--- Start of RECORD LIST ---

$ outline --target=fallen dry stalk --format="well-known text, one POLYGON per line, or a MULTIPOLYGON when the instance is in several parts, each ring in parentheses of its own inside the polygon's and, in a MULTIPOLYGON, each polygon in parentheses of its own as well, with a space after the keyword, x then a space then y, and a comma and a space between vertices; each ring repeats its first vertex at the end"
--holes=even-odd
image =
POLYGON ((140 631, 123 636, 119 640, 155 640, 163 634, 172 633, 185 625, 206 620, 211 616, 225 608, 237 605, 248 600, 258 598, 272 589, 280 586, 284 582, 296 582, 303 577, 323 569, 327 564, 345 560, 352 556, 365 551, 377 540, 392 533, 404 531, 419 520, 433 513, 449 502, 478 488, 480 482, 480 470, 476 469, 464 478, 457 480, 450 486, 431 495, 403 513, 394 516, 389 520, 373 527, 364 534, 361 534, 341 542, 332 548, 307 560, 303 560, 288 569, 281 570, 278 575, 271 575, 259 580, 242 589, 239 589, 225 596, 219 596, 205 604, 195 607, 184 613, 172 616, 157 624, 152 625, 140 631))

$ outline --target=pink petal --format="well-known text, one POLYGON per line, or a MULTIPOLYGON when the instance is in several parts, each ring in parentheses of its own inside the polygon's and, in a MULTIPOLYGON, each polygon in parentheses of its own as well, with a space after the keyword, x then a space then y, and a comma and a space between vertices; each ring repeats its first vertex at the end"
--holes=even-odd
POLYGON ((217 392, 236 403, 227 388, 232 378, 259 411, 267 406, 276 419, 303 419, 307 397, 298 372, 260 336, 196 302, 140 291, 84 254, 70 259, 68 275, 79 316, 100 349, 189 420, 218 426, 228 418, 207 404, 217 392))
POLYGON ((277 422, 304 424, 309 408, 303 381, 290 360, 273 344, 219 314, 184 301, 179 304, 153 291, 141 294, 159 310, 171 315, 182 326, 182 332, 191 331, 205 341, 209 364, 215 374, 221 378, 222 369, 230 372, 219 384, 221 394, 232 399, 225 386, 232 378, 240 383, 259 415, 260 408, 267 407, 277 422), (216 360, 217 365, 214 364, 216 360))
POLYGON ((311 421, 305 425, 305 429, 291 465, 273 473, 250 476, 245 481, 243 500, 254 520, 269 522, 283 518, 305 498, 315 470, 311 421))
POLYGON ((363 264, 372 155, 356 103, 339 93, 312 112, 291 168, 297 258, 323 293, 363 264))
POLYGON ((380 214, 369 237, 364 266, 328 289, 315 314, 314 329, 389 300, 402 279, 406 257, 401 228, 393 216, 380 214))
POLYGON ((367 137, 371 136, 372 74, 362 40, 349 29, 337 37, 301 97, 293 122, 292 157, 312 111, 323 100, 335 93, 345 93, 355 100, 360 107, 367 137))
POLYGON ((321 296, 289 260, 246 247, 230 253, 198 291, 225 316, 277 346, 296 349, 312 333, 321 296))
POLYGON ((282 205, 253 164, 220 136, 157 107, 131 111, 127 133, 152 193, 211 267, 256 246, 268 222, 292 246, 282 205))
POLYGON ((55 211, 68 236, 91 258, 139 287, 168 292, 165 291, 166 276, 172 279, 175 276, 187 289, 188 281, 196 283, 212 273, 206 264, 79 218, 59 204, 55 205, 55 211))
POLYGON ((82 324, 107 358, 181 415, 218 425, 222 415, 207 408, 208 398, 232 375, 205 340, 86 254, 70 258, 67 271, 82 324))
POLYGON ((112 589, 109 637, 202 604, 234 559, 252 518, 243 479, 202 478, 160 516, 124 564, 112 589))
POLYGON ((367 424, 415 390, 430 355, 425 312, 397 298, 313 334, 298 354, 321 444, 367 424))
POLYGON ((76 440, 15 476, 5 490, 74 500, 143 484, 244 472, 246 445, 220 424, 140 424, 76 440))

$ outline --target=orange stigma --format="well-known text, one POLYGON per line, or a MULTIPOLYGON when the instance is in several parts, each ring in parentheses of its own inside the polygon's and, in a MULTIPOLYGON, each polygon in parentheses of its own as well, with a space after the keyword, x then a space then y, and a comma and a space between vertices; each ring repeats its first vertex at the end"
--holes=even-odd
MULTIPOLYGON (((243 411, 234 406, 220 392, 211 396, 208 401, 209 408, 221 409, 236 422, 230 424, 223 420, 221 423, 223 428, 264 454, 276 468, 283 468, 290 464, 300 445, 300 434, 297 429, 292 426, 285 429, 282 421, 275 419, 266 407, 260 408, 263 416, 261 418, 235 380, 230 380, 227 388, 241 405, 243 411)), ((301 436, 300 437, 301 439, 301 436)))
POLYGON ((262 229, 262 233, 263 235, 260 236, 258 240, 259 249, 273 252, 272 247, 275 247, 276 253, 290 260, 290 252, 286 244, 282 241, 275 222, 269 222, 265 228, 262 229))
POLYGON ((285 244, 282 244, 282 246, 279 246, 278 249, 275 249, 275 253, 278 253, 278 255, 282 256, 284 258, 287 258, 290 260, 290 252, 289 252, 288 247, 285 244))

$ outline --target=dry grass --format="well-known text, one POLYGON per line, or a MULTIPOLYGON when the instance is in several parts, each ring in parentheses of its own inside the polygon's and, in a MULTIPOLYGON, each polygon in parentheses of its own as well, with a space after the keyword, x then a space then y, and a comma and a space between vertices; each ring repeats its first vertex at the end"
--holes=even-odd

--- End of RECORD LIST ---

THE EXERCISE: Rewrite the items from the line with "outline --target=orange stigma" to the line with "POLYGON ((285 244, 282", putting "nonzero" in place of "even-odd" and leaving everything else unchanged.

CORRECT OUTPUT:
$ outline --target=orange stigma --format="well-known text, one POLYGON per line, or a MULTIPOLYGON when the instance is in several parts, each ring in parentheses of its own inside the polygon's and, in a MULTIPOLYGON, each polygon in parentheses of its own as well, with a space after the keyword, x then a space then y, and a comma and a space between vertices; each ring repeats its first vertex at the end"
--holes=nonzero
MULTIPOLYGON (((243 411, 234 406, 220 392, 211 396, 208 401, 209 408, 221 409, 236 422, 230 424, 223 420, 221 423, 223 428, 264 454, 276 468, 283 468, 290 464, 300 445, 300 434, 297 429, 292 426, 285 429, 282 421, 275 419, 266 407, 260 408, 263 416, 261 418, 235 380, 230 380, 227 388, 241 405, 243 411)), ((301 436, 300 437, 301 439, 301 436)))
POLYGON ((262 229, 262 233, 263 235, 260 236, 258 240, 259 249, 273 252, 272 247, 275 247, 276 253, 290 260, 290 252, 286 244, 282 241, 275 222, 269 222, 265 228, 262 229))
POLYGON ((285 244, 282 244, 282 246, 279 246, 278 249, 275 249, 275 253, 278 253, 278 255, 282 256, 284 258, 287 258, 290 260, 290 252, 289 252, 288 247, 285 244))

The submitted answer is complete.